## RECORDS TO USE
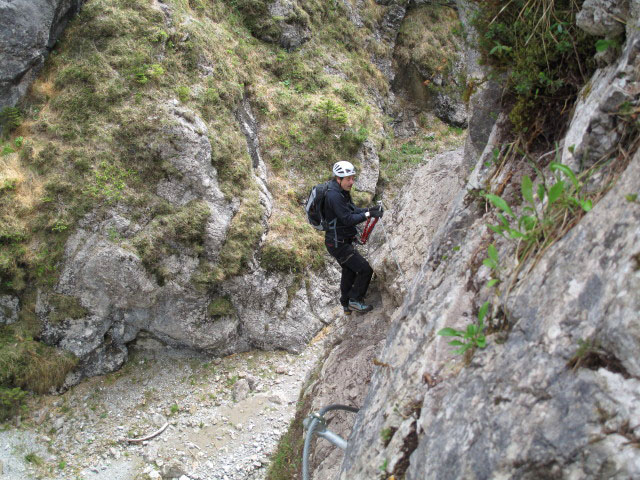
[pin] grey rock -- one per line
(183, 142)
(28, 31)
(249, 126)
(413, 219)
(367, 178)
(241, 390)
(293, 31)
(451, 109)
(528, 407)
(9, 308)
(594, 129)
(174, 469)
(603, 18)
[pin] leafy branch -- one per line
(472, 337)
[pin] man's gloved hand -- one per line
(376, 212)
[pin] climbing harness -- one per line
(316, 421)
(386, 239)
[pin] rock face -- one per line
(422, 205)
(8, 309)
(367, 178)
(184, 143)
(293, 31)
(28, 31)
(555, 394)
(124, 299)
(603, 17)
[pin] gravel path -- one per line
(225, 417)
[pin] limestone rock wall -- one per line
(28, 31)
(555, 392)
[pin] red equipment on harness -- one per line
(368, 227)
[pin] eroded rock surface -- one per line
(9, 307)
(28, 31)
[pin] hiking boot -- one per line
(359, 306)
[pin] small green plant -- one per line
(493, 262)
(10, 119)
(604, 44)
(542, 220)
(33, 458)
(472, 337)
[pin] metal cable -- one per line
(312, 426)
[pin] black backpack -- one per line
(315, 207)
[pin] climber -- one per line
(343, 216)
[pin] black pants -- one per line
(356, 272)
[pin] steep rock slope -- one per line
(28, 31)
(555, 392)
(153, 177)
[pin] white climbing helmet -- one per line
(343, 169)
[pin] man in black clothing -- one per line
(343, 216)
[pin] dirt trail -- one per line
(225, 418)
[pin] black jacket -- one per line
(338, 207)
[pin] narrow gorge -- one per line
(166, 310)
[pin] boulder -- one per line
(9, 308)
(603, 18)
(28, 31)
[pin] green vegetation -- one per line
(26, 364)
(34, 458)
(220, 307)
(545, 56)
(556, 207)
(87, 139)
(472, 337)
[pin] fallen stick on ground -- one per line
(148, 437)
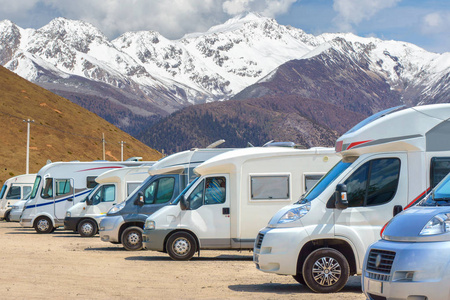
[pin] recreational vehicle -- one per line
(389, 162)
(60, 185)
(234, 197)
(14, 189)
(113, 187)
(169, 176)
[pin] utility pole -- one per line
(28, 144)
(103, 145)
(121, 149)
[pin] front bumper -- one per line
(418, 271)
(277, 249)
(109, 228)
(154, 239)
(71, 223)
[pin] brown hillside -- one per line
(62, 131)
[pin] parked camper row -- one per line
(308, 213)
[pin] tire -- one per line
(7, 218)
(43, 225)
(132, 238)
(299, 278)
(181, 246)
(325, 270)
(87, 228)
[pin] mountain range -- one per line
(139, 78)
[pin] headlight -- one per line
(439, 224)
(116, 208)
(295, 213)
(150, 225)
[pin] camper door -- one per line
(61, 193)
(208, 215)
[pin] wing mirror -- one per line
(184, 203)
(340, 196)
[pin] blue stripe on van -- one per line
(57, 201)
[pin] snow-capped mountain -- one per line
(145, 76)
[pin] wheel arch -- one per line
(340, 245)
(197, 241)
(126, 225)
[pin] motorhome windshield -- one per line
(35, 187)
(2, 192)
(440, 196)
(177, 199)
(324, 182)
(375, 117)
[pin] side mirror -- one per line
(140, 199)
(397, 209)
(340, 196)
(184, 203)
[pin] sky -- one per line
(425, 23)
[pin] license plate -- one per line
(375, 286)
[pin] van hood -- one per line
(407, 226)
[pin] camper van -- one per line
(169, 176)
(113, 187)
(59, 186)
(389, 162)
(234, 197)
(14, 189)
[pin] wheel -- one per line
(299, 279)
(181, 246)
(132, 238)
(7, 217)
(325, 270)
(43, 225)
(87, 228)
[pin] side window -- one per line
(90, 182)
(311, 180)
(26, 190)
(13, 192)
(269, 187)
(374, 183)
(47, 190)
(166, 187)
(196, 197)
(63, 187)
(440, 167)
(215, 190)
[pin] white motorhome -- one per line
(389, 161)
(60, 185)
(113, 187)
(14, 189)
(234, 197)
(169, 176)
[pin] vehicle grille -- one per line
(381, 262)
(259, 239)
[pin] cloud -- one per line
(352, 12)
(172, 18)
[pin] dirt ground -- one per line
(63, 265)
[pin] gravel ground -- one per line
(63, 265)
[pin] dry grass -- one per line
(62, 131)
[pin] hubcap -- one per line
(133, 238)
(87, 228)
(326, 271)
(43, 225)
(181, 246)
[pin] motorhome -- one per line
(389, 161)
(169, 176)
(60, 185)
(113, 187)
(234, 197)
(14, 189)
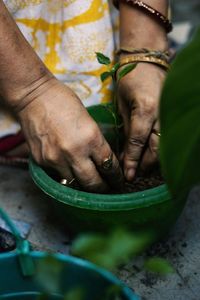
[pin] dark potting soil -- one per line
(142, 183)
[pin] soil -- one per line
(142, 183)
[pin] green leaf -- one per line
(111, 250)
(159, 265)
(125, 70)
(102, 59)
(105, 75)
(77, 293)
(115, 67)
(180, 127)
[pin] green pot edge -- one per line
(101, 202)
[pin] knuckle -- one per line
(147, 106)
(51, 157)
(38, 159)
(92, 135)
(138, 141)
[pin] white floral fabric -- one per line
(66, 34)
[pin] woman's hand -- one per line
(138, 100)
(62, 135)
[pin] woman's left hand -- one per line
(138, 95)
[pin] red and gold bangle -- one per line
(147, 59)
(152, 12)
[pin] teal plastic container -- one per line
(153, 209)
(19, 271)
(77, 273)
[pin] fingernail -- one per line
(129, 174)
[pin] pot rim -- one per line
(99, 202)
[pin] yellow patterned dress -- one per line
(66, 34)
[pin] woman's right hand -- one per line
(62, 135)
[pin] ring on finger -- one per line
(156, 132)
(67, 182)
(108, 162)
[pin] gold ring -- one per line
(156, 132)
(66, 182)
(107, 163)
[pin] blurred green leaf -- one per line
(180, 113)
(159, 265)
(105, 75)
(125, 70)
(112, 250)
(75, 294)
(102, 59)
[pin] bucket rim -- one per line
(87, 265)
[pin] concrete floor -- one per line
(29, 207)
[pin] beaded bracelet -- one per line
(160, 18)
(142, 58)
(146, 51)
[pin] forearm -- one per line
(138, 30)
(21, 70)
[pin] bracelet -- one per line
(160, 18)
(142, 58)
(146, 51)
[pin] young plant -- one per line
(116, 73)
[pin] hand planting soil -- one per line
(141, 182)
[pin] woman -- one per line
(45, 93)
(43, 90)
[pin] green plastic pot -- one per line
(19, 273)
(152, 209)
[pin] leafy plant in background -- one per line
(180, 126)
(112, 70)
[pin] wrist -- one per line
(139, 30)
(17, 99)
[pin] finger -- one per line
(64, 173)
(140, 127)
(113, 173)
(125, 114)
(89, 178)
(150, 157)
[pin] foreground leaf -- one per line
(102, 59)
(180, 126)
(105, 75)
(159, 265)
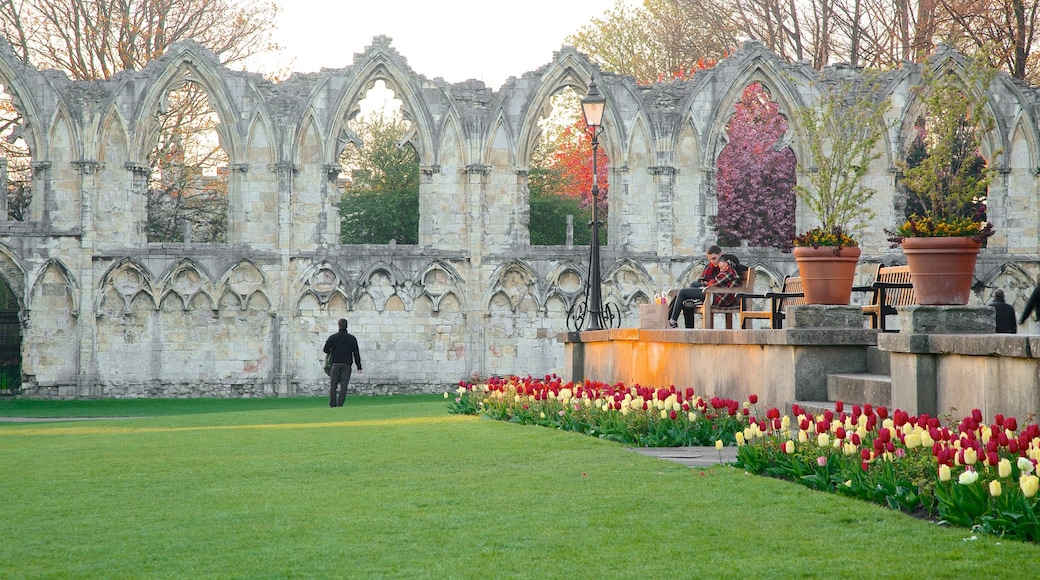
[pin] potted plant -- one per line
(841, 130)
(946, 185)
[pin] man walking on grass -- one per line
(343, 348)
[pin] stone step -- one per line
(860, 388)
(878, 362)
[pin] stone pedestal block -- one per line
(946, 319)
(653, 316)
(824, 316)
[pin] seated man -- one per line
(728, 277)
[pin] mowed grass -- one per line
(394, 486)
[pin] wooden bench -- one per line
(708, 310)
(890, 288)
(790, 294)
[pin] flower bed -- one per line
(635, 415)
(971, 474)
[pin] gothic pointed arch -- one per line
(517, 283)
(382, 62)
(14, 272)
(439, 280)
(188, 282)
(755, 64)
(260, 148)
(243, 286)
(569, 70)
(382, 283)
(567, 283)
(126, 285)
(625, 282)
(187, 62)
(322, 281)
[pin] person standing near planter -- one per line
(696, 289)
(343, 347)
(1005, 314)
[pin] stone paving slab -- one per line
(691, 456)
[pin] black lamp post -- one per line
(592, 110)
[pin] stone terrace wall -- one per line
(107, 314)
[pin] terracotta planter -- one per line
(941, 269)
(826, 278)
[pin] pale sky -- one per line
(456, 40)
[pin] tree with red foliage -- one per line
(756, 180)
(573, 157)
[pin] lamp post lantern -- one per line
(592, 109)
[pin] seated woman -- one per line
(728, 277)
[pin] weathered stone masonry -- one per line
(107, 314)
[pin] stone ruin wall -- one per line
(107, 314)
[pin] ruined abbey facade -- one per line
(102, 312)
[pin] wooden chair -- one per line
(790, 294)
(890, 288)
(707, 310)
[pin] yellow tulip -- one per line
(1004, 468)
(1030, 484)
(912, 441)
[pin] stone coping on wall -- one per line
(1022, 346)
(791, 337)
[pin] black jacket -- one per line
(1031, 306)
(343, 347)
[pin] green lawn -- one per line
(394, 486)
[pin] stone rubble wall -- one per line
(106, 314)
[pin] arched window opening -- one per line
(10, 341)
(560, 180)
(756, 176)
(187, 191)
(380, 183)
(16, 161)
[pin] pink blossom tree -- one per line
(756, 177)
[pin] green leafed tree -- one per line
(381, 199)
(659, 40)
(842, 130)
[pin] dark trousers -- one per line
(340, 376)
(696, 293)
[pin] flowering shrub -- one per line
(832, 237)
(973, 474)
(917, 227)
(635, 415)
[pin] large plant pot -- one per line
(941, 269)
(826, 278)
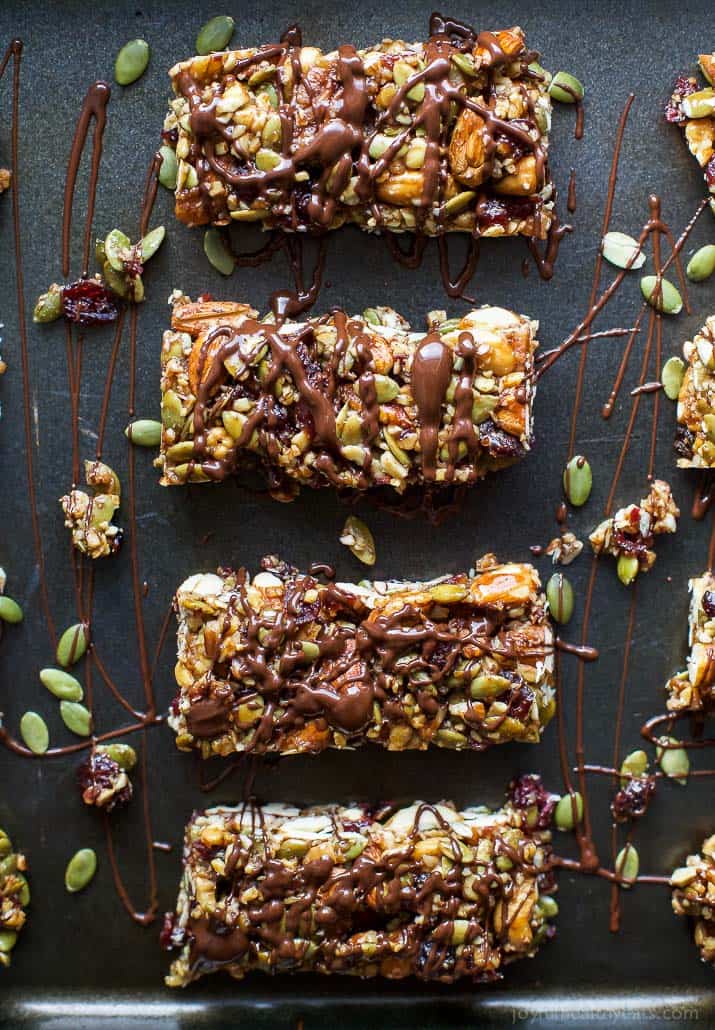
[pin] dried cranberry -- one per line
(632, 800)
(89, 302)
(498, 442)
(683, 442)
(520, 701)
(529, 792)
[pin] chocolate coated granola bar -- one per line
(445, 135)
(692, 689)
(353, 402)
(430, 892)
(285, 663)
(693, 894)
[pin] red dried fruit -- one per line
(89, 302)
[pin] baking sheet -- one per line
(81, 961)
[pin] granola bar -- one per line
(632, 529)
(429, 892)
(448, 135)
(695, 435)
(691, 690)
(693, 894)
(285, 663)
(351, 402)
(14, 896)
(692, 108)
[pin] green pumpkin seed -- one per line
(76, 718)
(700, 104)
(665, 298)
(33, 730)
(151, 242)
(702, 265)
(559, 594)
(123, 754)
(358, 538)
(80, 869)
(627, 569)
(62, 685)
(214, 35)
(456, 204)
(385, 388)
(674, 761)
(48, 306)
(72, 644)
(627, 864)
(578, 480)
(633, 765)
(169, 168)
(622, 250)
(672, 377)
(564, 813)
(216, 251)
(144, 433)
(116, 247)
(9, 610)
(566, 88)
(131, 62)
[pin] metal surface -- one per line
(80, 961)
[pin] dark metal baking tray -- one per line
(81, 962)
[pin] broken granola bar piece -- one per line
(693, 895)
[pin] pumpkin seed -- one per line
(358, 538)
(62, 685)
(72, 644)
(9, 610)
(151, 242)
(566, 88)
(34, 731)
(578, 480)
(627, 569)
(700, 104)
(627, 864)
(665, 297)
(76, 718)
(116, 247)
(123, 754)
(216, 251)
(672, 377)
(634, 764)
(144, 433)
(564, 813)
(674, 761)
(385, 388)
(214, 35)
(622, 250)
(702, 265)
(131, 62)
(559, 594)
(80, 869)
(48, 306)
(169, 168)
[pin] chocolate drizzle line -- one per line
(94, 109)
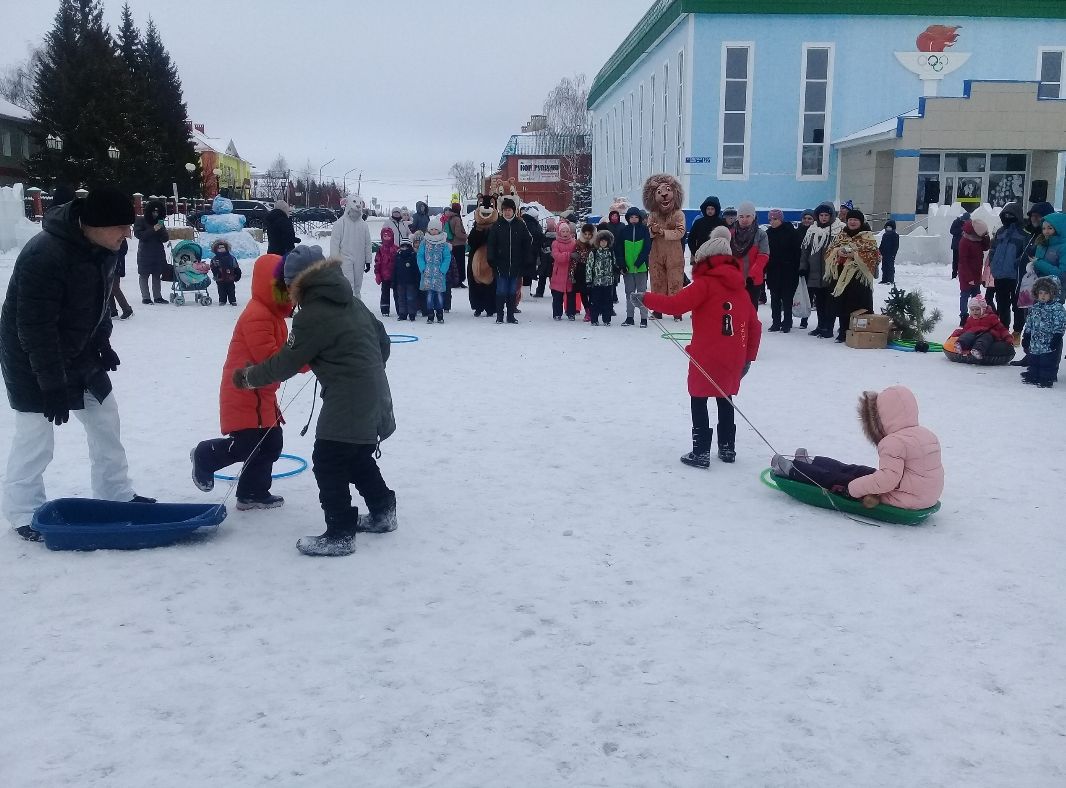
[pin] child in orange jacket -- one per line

## GIVEN INSTRUCTION
Repeat exactly the lines above, from the line containing "[pin] metal surface -- one per line" through the last line of the records, inclusive; omit any pictures.

## SOLUTION TO THE EXERCISE
[pin] metal surface -- one per line
(80, 961)
[pin] dark metal baking tray -- one per line
(81, 962)
[pin] broken granola bar piece -- one per line
(693, 895)
[pin] pumpkin seed -- one per line
(358, 538)
(62, 685)
(72, 644)
(9, 610)
(151, 242)
(566, 88)
(34, 731)
(578, 480)
(627, 569)
(700, 104)
(627, 864)
(665, 297)
(76, 718)
(116, 247)
(123, 754)
(216, 251)
(672, 377)
(634, 764)
(144, 433)
(564, 813)
(674, 761)
(385, 388)
(214, 35)
(622, 250)
(702, 265)
(131, 62)
(559, 594)
(80, 869)
(48, 306)
(169, 168)
[pin] chocolate drizzle line -- one per line
(94, 109)
[pin] child in orange jacket -- one per line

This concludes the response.